> [DOCUMENT TEXT]
Billy was 6ft 5in and had been born in Cheshire in 1891. He spent his early childhood in India and in Surrey before, in 1904, he was sent to Eton College. Not slow, Billy was, however, quite lazy and prone to mood swings, although he was a good oar. Perhaps inevitably given his father’s occupation, he joined Walter’s regiment at Tipperary in 1911. Billy was not long with the Rifle Brigade on the Western Front at the outbreak of war though, instead taking up a post as a divisional aide. It was a job that ground him down and made him feel he was not contributing to the war effort sufficiently, although he had picked up a Military Cross in 1915 and was then awarded the Distinguished Service Order for single-handedly forcing the surrender of a substantial body of Germans. He was modest about how it came about. ‘Imagine my surprise and horror,’ he recalled, ‘when I saw a whole crowd of armed Boches … I stood there for a moment feeling a bit sort of shy, and then I levelled my revolver at the nearest Boche and shouted, “hands up, all the lot of you!” A few went up at once, then a few more and then the lot; and I felt the proudest fellow in the world as I cursed them!’

Tired of being an aide, in December 1915 Billy was appointed Brigade Major of the 76th Brigade. A fellow old Etonian had summed up what the role entailed rather succinctly the year before. ‘Brigade Major is a plum job and they do not give it to fools. It is like being adjutant to a Brigadier, you do all his dirty work for him.’ Billy worked long and strenuous hours but loved it. ‘Of all the jobs … this … is the most dear to my heart,’ he said. ‘I am more or less my own master … there is unending work to do [and] there is heaps that’s definite to show for it.’

Billy and his brigade were not present when his father enjoyed his comparative success on 1st July. In fact, as summer began, Billy’s thoughts could not have been further from the war. He had gone home on leave and married Pamela Maude, the daughter of two actors, on 1st June and they seized the opportunity for a brief honeymoon at Beaulieu. Within days though, Billy was on his way back to the front. By the time the Battle of the Somme had commenced, he was at Saint-Omer with the rest of the brigade when they were ordered to entrain for the south to join his father’s troops. Having caught up with him on arrival, Billy made off to reconnoitre his new surroundings.

> [JOB 1] According to the passage about Billy, what post was he appointed to in December 1915?
The passage about Billy and the entries that follow it have no connection to each other.

(Items taken from a dataset)

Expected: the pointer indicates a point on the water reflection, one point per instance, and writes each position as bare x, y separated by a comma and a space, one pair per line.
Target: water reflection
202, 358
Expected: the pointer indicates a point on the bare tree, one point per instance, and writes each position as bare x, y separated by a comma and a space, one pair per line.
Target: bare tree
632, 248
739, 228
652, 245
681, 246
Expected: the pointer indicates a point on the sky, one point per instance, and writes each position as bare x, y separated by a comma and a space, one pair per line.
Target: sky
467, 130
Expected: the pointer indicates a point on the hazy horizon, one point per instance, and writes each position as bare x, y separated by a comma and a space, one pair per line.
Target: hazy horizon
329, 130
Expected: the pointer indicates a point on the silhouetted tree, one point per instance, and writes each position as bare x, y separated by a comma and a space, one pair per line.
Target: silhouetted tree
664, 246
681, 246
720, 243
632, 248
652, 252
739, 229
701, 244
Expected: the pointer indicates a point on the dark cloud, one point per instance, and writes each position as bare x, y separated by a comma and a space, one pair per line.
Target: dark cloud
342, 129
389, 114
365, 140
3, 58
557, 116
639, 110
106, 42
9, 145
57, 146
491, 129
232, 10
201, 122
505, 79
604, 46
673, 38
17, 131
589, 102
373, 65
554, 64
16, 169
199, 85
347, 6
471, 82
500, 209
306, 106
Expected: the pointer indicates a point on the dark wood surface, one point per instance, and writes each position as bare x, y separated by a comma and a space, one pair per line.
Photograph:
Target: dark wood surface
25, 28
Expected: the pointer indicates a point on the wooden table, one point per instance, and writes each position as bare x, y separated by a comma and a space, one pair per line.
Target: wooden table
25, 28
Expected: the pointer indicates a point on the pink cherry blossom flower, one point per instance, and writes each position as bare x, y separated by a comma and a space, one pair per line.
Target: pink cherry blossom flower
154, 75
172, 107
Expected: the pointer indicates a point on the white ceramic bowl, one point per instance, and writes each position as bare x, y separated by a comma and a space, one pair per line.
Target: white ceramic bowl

> [JOB 2] From the entries, extract the lines beginning with the one that contains "Expected: the pointer indicates a point on the dark wood" and continuing through the last line of the entries, copying each line exactly.

> [FULL SOLUTION 1] Brigade Major of the 76th Brigade.

> [FULL SOLUTION 2]
Expected: the pointer indicates a point on the dark wood surface, one point per instance, and writes each position as bare x, y separated by a comma and a space, one pair per line.
Photograph:
Target: dark wood surface
25, 28
Expected: the pointer indicates a point on the wooden table, one point per instance, and writes each position as bare x, y separated by a comma and a space, one pair per line.
Target: wooden table
25, 28
Expected: the pointer indicates a point on the pink cherry blossom flower, one point per instance, and writes each position as bare x, y separated by a comma and a space, one pair per line.
Target: pink cherry blossom flower
154, 75
172, 107
Expected: the pointer indicates a point on the white ceramic bowl, one point per instance, and writes each position as bare x, y separated by a comma and a space, one pair per line.
Target: white ceramic bowl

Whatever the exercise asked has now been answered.